START Task input

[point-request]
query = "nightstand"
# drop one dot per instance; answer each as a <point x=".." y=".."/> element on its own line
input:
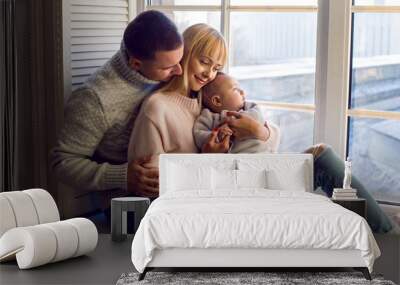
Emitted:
<point x="358" y="205"/>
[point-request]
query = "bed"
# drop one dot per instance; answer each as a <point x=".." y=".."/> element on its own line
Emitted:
<point x="246" y="211"/>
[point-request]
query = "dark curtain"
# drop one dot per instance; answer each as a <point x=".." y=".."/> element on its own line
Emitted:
<point x="8" y="95"/>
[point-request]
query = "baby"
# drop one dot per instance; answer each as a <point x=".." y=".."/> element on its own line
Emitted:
<point x="223" y="94"/>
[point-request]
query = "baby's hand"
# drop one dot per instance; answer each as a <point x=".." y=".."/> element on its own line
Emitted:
<point x="224" y="131"/>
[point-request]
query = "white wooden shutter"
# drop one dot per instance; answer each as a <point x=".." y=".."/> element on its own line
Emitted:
<point x="92" y="33"/>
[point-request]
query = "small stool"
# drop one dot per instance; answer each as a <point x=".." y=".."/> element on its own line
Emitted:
<point x="119" y="208"/>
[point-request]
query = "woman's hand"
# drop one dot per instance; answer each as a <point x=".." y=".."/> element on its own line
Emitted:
<point x="143" y="180"/>
<point x="214" y="146"/>
<point x="245" y="127"/>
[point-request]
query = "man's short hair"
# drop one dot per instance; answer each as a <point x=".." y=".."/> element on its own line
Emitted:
<point x="149" y="32"/>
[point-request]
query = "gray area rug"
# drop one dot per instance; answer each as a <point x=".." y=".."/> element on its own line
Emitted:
<point x="231" y="278"/>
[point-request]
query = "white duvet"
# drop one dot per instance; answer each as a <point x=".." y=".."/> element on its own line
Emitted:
<point x="250" y="219"/>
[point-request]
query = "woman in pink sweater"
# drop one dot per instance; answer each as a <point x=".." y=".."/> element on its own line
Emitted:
<point x="166" y="118"/>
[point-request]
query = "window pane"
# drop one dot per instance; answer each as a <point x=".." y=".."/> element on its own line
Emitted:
<point x="377" y="2"/>
<point x="273" y="55"/>
<point x="275" y="2"/>
<point x="185" y="2"/>
<point x="296" y="128"/>
<point x="374" y="146"/>
<point x="376" y="62"/>
<point x="184" y="19"/>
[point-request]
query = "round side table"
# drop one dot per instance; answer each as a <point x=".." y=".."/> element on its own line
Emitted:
<point x="119" y="208"/>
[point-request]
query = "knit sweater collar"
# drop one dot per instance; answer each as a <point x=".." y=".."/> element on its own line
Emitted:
<point x="120" y="63"/>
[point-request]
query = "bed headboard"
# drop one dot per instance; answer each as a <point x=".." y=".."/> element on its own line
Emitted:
<point x="286" y="171"/>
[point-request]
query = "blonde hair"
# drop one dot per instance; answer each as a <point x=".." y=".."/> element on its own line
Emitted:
<point x="199" y="40"/>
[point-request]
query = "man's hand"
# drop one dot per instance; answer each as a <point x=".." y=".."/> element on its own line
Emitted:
<point x="142" y="180"/>
<point x="245" y="127"/>
<point x="214" y="146"/>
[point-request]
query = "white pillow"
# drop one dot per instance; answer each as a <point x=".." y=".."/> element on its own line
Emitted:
<point x="282" y="174"/>
<point x="224" y="179"/>
<point x="251" y="178"/>
<point x="292" y="179"/>
<point x="182" y="177"/>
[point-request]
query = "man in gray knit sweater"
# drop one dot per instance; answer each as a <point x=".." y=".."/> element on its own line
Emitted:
<point x="91" y="154"/>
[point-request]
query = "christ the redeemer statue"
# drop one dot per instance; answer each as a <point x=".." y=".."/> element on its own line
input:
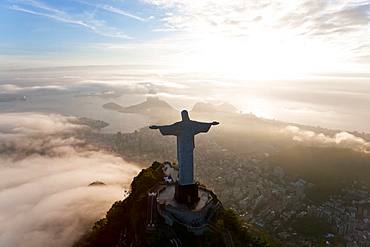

END Task input

*Your goal*
For every line in the material above that holds the string "hand", add one to a count; state only the final count.

*Answer to the exercise*
3